§ TRAVAIL DEMANDÉ:
[1] Résumez en deux phrases le texte de présentation de l'exposition Fenêtres sur cours.
[2] Indiquez si chacune des affirmations suivantes concorde avec le texte sur l'exposition Fenêtres sur cours, en répondant par oui ou par non et en citant les mots décisifs du texte : (a) la galerie possède deux fenêtres donnant sur une cour intérieure ; (b) selon le texte, le regard saisit l'œuvre immédiatement ; (c) Fenêtres sur cours est la première exposition de la galerie.
[3] Reprenez le texte sur l'exposition Fenêtres sur cours à la suite de sa dernière phrase.

§ TEXTE À LIRE:
..............................
Exposition Fenêtres sur Cours. 2025. Lille. Galerie Pauline Renard.

Exposition collective visible à partir de Oct./Nov. 2025. Galerie Pauline Renard. Lille.
« « Il y a quelque chose de profondément humain dans le fait de regarder, sans être vu. »
Alfred Hitchcock, Rear Window (Fenêtre sur cour), 1954.
Ouvrir un lieu, c’est d’abord ouvrir un seuil. Non pas simplement une porte ou une vitrine,
mais un espace mental, un temps suspendu. Fenêtres sur cours, exposition inaugurale
de la Galerie Pauline Renard, se place précisément là : à l’instant où le regard bascule, où
le visible commence à faire signe, où l’on ne voit pas encore tout, mais déjà quelque
chose s’entrevoit.
Hitchcock, dans Rear Window, installait le spectateur au cœur de cette tension : regarder
sans être vu, deviner plus que savoir, projeter plus que constater. Le regard ne saisit
jamais d’emblée. Il tâtonne, hésite, s’égare parfois. L’œuvre, comme la fenêtre, ne livre
rien d’immédiat. Elle propose un écart. Et c’est dans cet écart entre l’image et sa lecture,
entre l’intention et sa réception que naît une expérience artistique.
La galerie elle-même en incarne la métaphore. Deux fenêtres, réelles, s’ouvrent sur une
cour intérieure. Mais ce n’est pas le dehors qui est donné à voir, c’est le dedans. L’espace
d’exposition devient un seuil inversé, une chambre obscure où l’on regarde à travers les
regards. L’œuvre ne se donne pas comme une image plane, mais comme une
stratification de plans, un feuilleté de gestes, de matières. Comme le disait Georges
Didi-Huberman, « voir, c’est toujours voir à travers. »
..............................
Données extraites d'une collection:
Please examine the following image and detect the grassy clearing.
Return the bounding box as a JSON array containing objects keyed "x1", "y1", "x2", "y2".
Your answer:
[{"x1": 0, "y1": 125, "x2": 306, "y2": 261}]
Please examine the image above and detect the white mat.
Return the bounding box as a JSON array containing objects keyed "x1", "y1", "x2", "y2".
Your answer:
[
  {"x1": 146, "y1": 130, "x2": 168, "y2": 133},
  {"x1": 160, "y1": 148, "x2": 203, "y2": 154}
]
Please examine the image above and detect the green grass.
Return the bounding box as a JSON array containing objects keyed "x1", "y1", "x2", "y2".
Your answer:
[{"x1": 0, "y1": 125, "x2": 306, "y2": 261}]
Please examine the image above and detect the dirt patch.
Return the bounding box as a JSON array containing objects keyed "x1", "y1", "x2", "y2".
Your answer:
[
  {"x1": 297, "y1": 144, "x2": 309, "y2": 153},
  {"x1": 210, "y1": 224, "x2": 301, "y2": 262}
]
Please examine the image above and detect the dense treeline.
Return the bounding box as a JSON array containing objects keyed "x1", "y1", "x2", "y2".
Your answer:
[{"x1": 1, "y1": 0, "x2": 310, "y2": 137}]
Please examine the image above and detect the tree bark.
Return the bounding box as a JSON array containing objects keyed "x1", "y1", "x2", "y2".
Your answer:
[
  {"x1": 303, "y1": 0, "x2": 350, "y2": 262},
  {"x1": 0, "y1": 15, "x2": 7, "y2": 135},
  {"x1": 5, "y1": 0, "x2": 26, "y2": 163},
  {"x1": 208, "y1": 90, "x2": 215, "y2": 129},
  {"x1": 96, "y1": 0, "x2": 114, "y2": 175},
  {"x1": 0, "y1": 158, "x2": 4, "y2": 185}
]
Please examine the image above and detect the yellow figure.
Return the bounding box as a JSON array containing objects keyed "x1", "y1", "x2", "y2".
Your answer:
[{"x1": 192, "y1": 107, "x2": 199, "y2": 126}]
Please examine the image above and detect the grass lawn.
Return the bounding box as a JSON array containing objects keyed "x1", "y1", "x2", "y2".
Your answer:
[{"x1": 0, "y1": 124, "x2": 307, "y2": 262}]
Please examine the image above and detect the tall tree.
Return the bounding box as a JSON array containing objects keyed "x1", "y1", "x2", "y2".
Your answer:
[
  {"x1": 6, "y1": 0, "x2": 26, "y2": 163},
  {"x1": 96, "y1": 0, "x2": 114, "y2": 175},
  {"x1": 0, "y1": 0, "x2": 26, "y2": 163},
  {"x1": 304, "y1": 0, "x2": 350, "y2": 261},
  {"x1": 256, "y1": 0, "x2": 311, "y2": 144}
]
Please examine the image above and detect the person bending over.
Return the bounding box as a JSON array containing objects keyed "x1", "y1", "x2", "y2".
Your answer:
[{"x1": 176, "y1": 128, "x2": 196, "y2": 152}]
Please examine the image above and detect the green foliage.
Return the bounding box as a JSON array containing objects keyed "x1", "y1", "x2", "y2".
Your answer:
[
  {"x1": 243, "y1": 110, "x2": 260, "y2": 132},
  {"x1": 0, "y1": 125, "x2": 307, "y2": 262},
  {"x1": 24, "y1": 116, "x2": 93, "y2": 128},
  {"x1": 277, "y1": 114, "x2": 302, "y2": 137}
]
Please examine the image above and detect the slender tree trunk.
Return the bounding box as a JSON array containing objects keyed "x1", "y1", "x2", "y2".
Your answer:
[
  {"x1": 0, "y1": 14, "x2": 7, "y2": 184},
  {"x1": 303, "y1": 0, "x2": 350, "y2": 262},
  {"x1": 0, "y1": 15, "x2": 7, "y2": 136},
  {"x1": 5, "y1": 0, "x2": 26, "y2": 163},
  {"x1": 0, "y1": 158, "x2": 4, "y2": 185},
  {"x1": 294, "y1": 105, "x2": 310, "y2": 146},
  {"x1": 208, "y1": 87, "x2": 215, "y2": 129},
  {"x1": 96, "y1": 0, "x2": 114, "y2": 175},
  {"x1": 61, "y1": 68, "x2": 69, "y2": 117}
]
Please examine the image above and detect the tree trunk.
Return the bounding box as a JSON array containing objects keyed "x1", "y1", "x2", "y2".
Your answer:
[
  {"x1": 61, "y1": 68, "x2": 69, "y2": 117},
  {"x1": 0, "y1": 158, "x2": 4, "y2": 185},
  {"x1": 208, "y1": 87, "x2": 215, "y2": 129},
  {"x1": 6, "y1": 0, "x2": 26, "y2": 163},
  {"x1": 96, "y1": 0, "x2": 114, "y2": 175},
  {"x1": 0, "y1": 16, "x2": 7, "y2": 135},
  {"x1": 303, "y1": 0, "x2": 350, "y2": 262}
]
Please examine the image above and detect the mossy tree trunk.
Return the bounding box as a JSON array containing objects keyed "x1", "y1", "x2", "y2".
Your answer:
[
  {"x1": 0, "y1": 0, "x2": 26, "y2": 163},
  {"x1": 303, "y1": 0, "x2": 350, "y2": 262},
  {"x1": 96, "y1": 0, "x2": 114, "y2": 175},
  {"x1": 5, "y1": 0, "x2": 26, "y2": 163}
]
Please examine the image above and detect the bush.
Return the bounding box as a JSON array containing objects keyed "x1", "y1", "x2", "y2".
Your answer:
..............................
§ RÉPONSES PAR TÂCHE:
[1] Fenêtres sur cours, exposition inaugurale de la Galerie Pauline Renard à Lille, se place à l'instant où le regard bascule, quand on ne voit pas encore tout mais que déjà quelque chose s'entrevoit. En écho à Rear Window de Hitchcock, le texte situe la naissance de l'expérience artistique dans l'écart entre l'image et sa lecture, et fait de la galerie, dont deux fenêtres s'ouvrent sur une cour intérieure, un seuil inversé où c'est le dedans qui est donné à voir.

[2]
(a) Oui : « Deux fenêtres, réelles, s’ouvrent sur une cour intérieure. »
(b) Non : « Le regard ne saisit jamais d’emblée. »
(c) Oui : « exposition inaugurale de la Galerie Pauline Renard »

[3]
Les artistes rassemblés ici ne livrent pas de représentations, mais des visions. Ils ne
décrivent pas le monde : ils y plongent, et nous y entraînent. Il ne s’agit plus d’illustrer,
mais de rendre sensible une forme d’intensité, de décalage, d’irruption. L’œuvre est une
fenêtre mentale : un passage entre ce que l’artiste a perçu, et ce que le spectateur
commence seulement à entrevoir.
Il y a, dans chaque pièce, une tension entre figuration et suggestion. Comme l’écrivait
John Berger dans Ways of Seeing, « ce que nous voyons est toujours affecté par ce que
nous savons ou croyons savoir. » Le regard est donc toujours en retard sur lui-même. Il
n’est jamais pur, jamais seul. Il est toujours orienté ou hanté par nos expériences
personnelles.
L’exposition se déploie alors comme une traversée : on y circule comme dans une cour
d’immeuble à la tombée du jour, quand les lumières s’allument derrière les vitres, laissant
entrevoir des fragments de récits, des souffles d’intimité, des gestes suspendus. On ne
sait jamais très bien ce que l’on regarde : une image ? une mémoire ? un désir ? Et cela
fait toute la force du regard : son inachèvement.
Ce premier accrochage affirme une position : l’art n’est pas simplement une chose à
posséder, mais un passage à éprouver. Ce que la Galerie Pauline Renard propose, ce
n’est pas un simple accrochage inaugural, mais l’ouverture d’un seuil entre soi et l’autre,
entre réalité et fiction, entre ce que l’on croit voir et ce que l’on commence à entrevoir.
Car l’art véritable ne donne pas à voir. Il donne à regarder. Longtemps. Lentement. »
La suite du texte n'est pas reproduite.